__Work to complete__
Rewrite everything from the line containing "Exercise. Mark every instance of the wooden beam" down to the end of the data, giving only those lines. Replace "blonde hair" with "red hair" and leave everything else unchanged.

__Entries__

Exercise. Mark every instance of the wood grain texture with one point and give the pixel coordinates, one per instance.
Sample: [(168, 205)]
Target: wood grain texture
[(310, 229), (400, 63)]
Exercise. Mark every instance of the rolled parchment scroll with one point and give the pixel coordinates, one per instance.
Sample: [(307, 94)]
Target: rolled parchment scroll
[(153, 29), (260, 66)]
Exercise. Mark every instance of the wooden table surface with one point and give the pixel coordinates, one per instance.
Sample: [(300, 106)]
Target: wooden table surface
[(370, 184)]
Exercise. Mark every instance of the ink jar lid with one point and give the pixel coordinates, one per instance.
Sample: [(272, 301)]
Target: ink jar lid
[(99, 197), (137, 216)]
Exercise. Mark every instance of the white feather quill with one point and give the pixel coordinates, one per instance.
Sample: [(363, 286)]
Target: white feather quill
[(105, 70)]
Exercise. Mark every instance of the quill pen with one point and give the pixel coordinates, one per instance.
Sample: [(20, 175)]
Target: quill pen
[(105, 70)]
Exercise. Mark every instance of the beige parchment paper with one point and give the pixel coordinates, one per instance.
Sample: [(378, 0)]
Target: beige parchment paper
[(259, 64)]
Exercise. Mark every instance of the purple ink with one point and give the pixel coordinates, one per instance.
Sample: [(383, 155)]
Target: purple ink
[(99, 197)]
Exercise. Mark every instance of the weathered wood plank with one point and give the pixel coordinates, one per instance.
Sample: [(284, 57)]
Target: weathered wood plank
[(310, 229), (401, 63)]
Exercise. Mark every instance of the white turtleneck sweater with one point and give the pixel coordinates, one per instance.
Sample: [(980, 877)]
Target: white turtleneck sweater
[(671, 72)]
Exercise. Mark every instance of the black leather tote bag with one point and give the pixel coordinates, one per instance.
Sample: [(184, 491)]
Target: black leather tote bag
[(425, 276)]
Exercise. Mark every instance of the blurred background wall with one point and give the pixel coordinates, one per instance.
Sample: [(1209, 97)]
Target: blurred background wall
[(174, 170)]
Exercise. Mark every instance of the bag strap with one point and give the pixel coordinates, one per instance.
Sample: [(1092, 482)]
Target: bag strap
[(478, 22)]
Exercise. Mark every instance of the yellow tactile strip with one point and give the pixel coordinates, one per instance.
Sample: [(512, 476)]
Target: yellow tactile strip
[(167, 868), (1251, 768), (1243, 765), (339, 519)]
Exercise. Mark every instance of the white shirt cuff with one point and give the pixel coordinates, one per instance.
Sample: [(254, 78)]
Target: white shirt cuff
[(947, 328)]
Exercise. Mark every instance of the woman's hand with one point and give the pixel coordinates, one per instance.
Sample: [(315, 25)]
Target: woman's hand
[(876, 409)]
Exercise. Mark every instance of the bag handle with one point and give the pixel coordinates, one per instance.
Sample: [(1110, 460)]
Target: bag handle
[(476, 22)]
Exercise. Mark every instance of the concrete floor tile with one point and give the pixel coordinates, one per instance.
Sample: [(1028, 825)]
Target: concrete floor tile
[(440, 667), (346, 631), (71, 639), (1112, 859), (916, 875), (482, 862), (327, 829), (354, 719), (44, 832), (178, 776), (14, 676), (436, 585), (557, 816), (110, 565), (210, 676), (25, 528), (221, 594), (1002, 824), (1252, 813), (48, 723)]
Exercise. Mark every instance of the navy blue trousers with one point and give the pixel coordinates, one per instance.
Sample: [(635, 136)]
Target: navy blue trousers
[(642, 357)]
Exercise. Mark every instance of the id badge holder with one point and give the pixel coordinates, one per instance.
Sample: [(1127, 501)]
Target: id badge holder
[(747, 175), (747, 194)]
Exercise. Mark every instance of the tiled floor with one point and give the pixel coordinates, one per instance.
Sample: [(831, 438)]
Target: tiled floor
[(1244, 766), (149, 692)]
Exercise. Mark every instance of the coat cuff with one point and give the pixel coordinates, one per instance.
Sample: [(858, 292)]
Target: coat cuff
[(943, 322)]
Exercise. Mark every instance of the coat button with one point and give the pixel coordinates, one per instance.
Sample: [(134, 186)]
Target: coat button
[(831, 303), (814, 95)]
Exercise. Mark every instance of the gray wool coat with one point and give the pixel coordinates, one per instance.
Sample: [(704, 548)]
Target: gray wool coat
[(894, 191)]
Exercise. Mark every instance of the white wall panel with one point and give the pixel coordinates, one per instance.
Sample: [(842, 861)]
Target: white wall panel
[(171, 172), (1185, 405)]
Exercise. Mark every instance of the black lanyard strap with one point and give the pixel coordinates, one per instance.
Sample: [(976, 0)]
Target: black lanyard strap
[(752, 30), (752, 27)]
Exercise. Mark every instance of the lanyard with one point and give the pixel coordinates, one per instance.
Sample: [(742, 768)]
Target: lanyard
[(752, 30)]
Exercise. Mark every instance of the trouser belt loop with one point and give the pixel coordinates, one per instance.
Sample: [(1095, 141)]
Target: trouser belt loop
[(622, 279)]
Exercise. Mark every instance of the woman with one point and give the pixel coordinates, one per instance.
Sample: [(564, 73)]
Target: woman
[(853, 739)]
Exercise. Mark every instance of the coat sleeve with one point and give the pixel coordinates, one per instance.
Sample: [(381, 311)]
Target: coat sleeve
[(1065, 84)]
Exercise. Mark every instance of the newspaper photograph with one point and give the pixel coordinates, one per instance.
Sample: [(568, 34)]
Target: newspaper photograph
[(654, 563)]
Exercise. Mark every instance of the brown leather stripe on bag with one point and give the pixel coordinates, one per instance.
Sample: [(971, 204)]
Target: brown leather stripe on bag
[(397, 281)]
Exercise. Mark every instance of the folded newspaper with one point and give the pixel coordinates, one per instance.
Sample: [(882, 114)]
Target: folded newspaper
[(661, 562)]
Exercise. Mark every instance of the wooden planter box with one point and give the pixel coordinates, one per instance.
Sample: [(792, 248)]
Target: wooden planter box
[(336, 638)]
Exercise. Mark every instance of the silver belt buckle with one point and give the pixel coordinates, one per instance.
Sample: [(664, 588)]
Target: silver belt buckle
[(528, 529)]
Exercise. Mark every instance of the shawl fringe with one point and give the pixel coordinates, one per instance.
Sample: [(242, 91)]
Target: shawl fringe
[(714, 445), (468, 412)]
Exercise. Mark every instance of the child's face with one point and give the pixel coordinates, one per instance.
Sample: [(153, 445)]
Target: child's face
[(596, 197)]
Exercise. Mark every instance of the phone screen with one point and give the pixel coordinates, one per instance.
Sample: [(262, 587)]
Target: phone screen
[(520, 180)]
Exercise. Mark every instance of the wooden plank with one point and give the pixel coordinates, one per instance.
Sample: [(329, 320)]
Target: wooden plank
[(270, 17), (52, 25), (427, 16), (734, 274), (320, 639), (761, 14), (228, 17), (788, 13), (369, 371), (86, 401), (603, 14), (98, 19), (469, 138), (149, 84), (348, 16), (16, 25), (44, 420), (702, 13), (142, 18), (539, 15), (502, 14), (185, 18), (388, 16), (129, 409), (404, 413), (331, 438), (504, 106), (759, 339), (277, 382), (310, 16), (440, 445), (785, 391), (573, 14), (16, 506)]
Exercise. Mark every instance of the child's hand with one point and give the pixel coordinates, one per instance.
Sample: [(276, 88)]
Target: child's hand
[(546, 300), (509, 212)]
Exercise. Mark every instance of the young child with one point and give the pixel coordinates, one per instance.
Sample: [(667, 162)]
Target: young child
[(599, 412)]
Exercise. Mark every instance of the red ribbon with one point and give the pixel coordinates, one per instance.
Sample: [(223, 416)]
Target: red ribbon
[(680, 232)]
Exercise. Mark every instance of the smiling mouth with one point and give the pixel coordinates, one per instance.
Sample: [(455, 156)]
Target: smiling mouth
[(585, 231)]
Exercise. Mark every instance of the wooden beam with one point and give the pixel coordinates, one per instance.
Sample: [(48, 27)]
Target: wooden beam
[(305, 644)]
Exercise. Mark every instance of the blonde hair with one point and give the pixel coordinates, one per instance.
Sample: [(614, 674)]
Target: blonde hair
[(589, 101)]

__Output below__
Exercise. Mark every instance of the wooden beam with one point and give the pixel coordinates, one per instance.
Sample: [(48, 27)]
Target: wooden beam
[(305, 644)]
Exercise. Mark every instance of the red hair with one point and give the pixel coordinates, one per instance.
Sample: [(614, 674)]
Target: red hair
[(589, 101)]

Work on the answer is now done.